> Exercise objective:
In the data below, find the line containing "Please pin the pair". List every line from that one through the end of the data as a numbered list, leaving out blank lines.

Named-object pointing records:
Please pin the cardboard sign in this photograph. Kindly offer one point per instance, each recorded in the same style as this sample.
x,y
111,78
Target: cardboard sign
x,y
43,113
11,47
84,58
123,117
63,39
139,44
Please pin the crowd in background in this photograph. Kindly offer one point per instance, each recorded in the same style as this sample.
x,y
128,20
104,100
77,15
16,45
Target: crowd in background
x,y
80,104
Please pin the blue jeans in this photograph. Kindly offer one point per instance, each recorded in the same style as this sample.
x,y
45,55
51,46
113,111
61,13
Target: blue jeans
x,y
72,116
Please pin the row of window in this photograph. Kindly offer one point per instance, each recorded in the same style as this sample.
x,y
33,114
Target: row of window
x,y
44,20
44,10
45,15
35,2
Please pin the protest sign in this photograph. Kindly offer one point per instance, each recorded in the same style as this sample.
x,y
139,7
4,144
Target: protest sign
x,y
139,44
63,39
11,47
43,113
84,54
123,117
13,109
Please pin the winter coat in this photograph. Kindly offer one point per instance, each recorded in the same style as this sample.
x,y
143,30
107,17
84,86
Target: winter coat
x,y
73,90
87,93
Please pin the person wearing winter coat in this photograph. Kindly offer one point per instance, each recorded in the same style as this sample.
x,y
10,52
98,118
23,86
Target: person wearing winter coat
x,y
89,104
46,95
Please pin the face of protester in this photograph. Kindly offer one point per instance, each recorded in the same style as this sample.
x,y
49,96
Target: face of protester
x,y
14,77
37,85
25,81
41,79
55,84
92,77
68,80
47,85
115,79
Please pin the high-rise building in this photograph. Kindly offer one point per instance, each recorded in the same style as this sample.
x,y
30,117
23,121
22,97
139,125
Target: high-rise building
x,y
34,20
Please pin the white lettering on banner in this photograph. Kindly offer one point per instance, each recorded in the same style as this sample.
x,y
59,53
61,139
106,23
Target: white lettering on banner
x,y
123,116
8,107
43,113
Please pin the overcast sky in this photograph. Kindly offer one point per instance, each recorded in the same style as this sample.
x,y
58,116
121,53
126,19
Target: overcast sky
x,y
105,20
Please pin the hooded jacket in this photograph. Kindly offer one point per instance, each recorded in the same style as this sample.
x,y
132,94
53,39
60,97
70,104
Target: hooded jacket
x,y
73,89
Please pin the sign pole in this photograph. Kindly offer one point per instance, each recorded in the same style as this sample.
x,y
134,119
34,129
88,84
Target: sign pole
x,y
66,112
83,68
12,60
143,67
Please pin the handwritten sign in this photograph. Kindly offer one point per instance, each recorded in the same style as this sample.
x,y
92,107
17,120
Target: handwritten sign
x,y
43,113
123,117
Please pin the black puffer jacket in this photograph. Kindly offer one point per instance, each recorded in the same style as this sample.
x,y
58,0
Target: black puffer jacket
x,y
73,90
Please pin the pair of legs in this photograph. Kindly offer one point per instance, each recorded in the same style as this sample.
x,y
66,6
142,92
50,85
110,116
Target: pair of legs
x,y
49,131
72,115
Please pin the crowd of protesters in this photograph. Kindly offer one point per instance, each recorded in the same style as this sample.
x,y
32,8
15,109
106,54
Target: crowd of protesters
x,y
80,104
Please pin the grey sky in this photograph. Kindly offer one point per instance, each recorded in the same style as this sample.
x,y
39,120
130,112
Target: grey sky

> Exercise response:
1. Please pin the pair of legs in this photograph. Kindly offer one point per instance, each recorded in the same style as this sample.
2. x,y
3. 66,6
4. 142,92
5. 50,85
6. 110,116
7. Target: pair of legs
8. x,y
9. 49,131
10. 72,115
11. Please pin the crowd of protesters in this photograph. Kindly offer one point per instance, each recorded in the same style as this sample.
12. x,y
13. 32,8
14. 15,109
15. 106,54
16. Target: crowd of protesters
17. x,y
18. 80,104
19. Please pin the grey sky in this photograph. Kindly offer one point per instance, each recorded in the same style as this sample.
20. x,y
21. 39,120
22. 130,112
23. Target: grey sky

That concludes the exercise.